PROBLEM:
How do the lines below between the ones holding "For every <instance>, the" and "box: [374, 15, 390, 49]", inclusive, read? Give them again exactly, with no other lines.

DATA FOR THE TASK:

==*==

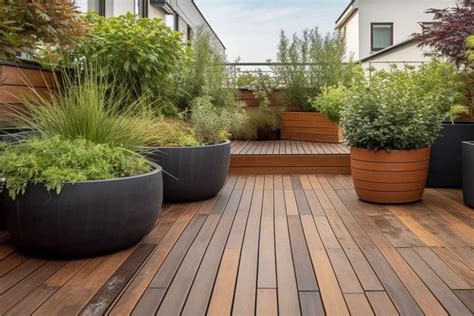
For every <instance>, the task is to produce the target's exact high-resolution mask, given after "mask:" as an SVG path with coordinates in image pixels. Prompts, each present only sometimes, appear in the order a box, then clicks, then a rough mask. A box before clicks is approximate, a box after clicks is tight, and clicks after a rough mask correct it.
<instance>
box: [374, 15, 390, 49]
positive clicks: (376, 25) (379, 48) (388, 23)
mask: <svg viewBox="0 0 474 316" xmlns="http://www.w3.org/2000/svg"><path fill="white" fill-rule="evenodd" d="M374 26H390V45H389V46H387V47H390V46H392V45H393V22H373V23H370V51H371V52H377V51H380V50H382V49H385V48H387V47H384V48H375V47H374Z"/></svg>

==*==

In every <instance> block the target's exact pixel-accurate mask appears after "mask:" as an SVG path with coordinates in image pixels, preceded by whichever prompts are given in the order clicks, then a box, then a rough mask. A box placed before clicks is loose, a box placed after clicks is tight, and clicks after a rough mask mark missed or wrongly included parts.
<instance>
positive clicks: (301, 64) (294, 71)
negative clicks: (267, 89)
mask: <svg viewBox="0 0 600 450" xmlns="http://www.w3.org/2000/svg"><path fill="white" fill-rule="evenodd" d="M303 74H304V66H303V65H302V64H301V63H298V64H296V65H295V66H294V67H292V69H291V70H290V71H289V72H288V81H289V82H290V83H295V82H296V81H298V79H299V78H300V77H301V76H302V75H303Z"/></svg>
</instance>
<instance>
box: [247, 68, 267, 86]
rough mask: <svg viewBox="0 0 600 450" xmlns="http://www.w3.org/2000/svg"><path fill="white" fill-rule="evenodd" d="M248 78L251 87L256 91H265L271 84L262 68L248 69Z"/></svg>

==*==

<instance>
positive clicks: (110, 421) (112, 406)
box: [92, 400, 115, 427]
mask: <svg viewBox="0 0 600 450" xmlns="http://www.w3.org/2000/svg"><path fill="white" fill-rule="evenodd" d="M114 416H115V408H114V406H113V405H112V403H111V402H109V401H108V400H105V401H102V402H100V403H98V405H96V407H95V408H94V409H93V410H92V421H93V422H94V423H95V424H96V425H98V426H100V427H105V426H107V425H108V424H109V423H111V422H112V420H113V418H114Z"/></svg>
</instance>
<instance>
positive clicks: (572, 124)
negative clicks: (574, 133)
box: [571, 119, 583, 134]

==*==

OUTPUT FOR THIS TASK:
For every <instance>, the task is to produce the target's exact high-resolution mask, given after "mask:" as an SVG path with coordinates in image pixels. Prompts, each present only sometimes, appear in the order a box, then clicks, then a rough mask. A box before clicks is approximate, a box after clicks is tight, and clicks after a rough mask correct it.
<instance>
box: [374, 15, 390, 49]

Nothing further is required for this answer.